# Bassakwards Colorado



## catcapper (Feb 11, 2010)

ASPEN, Colo. (AP) Wildlife officials are considering nearly doubling the number of bear hunting licenses available to try to control the animals' population and reduce interaction with people.

The licenses are issued for areas that include Aspen, Glenwood Springs and Vail. If the number is increased this year, the additional licenses would be made available to the Aspen area, said area wildlife manager Perry Will.

Sometimes I wonder who is steering the boat at the CDOW. The rich & famous Aspenites whine a bit and the Game Commission trottles on over there and puts a bandade on the problem. Sorry to tell ya guys (DOW) but it aint gonna work. To manage the Bear population in Colorado they have to do just that---manage the Bear population in all of Colorado. Adding 1200 Bear permits for the areas around the above mentioned cities will not accomplish much other than to pacify the town folk for a season---maybe. What Colorado needs is a regular rifle Bear season. Some may say that Colorado has a rifle Bear season,but they don't. Colorado has a rifle Bear Deer/Elk season. Here's thier season participation restriction.

You cannot hunt bear with an "over the counter with caps" bear license in a regular rifle deer or elk season west of I-25 unless you have a deer or elk license for the same unit,season and method of take.

Sounds like a money thing to me. Heres a conversation I had with a bunny cop last season.

Me: I'm going to go bear hunting but I'm not going to buy a deer or elk license.
Warden: You can't,you have to have a deer or a elk tag too.
Me: I don't want to hunt deer or elk,I want to go bear hunting.
Warden: You still have to have a deer or elk tag.

CDOW raised bear tags this year to $41.00. A deer tag is $31.00. The math is $72.00 
Maybe these wildlife managers need to go back to school for a refresher course.

Seems a bit bassakwards to me. Guess they assume bear hunters are poachers of deer and elk and want thier money up front. Colorado needs a regular bear rifle season.

Maybe next week I'll rant and rave about the CDOW new preference point system.
Good hunt'in guys--whack'em all


----------



## Furhunter (Jan 28, 2010)

Well we used to have a spring bear season and they dumped what 15 or more years ago or so. At that time they were told what was going to happen and now it has.

Did they change the preference point system? Colorado has been running a points system for many years. Whats changed?


----------



## catcapper (Feb 11, 2010)

....

◆ Exercise details ◆
List every dollar amount that appears in the forum thread on Colorado bear hunting.

◆ Data section ◆
....

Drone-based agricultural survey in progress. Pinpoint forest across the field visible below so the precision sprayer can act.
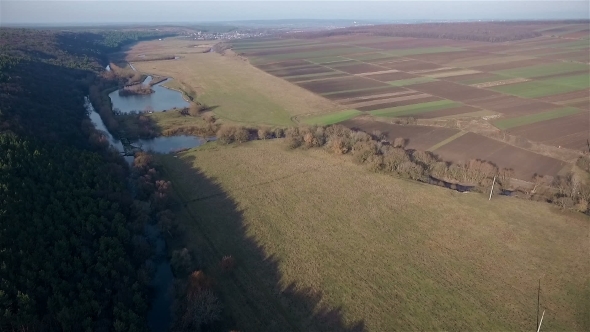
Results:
[0,29,171,331]
[296,22,541,42]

....

◆ Correct output ◆
$41.00, $31.00, $72.00